═══ Selected excerpt
To all the boys & girls who struggle like I once did,
I want all of you to slowly realize you can still walk through & out of this diagnoses. I can tell you that my personal struggle with anxiety and depression has shaped who I am today. I have become the best version of myself from getting the help I needed.
I have struggled with anxiety and depression for 5 years & I honestly didn't want to come to terms with it. But I got worse and worse the longer I pretended I was okay on my own. When I accepted the fact that this wasn't something that changed who I was or that this was how the rest of my life was supposed to be for me, I immediately told myself I would get through this.
Through all the symptoms I pushed myself through it telling myself it was "all in my head " because that's what anxiety is. It's determining what's reality and what's fantasy. I felt that I needed to share my struggle & process with all of you. I've missed out on so much of my life already because of this stigma. I've spent days inside my bedroom walls due to social anxiety. I couldn't bear to be in crowds or let alone even one person come near me. I feared everyone and anyone who wanted to help me.
══════
═══ Given records
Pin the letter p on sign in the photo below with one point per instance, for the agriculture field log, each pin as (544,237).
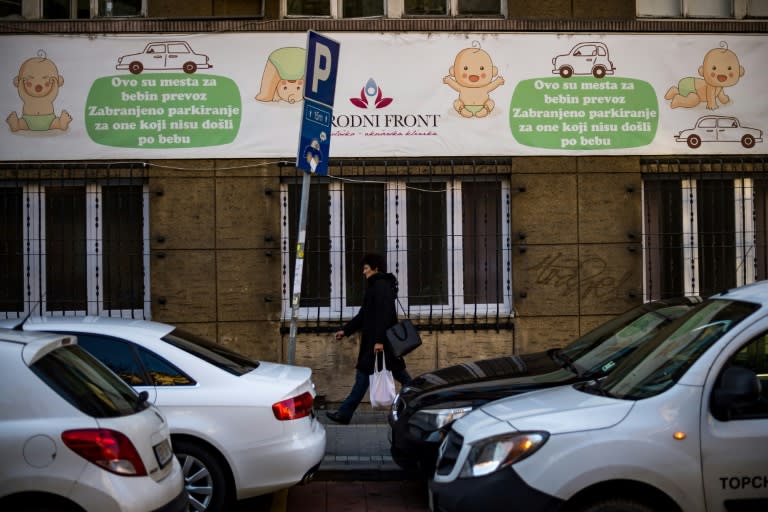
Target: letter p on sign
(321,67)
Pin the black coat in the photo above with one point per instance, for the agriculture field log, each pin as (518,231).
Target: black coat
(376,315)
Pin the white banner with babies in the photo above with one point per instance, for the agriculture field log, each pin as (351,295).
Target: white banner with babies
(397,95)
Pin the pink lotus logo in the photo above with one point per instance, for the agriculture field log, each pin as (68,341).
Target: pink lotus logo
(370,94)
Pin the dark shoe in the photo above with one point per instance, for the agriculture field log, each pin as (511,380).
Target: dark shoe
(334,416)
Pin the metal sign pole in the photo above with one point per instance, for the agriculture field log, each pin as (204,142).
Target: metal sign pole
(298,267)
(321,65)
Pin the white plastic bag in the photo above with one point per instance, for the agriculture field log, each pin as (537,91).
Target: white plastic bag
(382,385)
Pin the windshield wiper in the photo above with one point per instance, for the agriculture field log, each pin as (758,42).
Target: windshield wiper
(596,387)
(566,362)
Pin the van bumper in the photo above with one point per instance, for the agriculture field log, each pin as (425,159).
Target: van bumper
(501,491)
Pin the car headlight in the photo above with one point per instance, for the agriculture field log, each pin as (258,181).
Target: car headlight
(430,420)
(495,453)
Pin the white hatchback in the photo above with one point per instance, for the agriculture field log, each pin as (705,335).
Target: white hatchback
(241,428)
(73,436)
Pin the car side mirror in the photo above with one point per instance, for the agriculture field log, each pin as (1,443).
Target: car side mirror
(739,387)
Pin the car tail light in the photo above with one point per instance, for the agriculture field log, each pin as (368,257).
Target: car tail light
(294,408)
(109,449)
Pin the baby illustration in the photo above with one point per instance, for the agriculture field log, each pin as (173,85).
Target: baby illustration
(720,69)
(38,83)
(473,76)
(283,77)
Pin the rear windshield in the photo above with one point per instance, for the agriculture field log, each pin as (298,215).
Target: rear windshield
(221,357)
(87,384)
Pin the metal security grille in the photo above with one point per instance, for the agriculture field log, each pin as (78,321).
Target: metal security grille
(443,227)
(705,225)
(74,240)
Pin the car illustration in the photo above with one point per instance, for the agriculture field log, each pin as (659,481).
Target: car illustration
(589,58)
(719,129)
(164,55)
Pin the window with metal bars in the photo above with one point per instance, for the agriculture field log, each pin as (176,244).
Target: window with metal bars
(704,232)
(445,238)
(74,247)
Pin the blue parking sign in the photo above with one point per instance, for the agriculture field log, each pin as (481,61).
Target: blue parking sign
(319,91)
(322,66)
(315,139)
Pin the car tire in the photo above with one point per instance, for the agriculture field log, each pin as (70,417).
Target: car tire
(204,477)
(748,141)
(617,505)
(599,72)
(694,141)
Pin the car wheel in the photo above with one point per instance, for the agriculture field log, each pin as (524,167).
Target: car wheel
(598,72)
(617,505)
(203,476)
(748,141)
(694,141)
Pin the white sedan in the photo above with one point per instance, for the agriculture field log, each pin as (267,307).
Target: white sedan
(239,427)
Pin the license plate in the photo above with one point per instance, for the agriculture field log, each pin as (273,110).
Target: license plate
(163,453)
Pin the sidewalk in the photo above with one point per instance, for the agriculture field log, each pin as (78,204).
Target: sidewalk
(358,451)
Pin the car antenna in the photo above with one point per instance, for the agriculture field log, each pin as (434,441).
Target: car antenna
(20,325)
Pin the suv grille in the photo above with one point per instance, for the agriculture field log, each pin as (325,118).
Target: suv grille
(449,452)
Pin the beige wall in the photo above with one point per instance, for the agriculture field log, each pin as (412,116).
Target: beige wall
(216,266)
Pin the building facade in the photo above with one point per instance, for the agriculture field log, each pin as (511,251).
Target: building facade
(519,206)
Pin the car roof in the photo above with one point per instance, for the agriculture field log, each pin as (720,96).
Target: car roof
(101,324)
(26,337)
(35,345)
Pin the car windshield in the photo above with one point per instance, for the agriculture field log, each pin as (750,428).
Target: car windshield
══════
═══ Given records
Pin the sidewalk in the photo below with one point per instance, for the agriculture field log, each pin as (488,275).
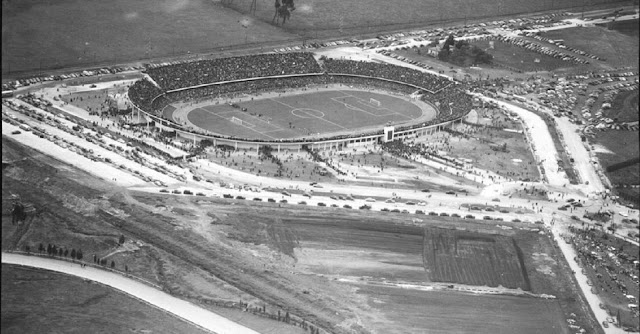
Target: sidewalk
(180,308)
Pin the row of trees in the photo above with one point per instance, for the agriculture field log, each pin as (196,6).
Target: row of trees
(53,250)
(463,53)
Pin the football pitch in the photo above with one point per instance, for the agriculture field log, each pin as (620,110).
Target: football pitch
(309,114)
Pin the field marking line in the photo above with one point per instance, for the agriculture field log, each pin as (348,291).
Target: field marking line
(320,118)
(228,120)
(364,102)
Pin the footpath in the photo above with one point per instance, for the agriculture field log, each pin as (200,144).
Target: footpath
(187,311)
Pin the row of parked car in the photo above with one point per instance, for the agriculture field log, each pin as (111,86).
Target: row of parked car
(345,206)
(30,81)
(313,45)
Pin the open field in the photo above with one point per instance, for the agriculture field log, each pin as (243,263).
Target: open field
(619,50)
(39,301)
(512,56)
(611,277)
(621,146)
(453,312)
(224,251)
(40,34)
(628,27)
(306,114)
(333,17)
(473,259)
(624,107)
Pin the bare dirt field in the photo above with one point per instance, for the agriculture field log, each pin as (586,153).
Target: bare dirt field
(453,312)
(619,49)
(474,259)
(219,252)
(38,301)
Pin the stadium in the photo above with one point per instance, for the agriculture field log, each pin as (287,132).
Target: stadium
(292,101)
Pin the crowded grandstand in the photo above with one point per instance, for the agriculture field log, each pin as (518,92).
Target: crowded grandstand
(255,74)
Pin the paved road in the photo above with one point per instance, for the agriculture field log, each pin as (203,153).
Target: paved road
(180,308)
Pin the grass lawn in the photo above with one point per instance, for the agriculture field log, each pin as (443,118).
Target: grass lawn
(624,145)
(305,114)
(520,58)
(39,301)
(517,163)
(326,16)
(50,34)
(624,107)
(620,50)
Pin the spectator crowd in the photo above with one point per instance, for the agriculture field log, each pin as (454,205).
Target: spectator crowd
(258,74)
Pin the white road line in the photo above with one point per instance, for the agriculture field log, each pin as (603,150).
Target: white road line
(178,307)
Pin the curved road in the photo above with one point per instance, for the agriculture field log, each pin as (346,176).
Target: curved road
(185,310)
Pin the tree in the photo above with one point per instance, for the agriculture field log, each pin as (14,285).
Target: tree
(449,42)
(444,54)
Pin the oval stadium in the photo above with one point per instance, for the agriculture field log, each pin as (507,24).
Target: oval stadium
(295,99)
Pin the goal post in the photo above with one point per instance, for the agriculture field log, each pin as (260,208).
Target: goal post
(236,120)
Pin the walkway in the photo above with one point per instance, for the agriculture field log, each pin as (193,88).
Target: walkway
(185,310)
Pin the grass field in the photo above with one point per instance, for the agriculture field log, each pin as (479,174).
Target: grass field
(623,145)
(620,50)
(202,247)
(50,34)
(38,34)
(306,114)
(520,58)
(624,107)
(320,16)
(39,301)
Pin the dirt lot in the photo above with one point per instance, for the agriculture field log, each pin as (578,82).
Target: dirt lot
══════
Problems to solve:
1. In the letter about anxiety and depression, rewrite the passage between "Through all the" and "to help me.", inclusive, swapping "bedroom" for "apartment".
2. According to the letter about anxiety and depression, for how many years has the writer struggled with these conditions?
3. Please continue the letter about anxiety and depression from its last sentence.

Set of answers:
1.
Through all the symptoms I pushed myself through it telling myself it was "all in my head " because that's what anxiety is. It's determining what's reality and what's fantasy. I felt that I needed to share my struggle & process with all of you. I've missed out on so much of my life already because of this stigma. I've spent days inside my apartment walls due to social anxiety. I couldn't bear to be in crowds or let alone even one person come near me. I feared everyone and anyone who wanted to help me.

2. 5 years.

3.
Now looking back I realized how strong I was when I realized I had to face this and the truth is anyone can develop anxiety or depression at any point in their life. This isn't something certain people are born with. It is not a weakness. It is okay that you are diagnosed. The important thing is that it's not forever. We are here (myself included) to share our stories with you. You are not alone, everyone in this world has anxiety, it's apart of being human. Some of us just show it more than others and that's nothing to be ashamed of. I am so proud to be apart of the YouAreMore foundation. Please look out for the people with the biggest smiles and who hide the largest tears.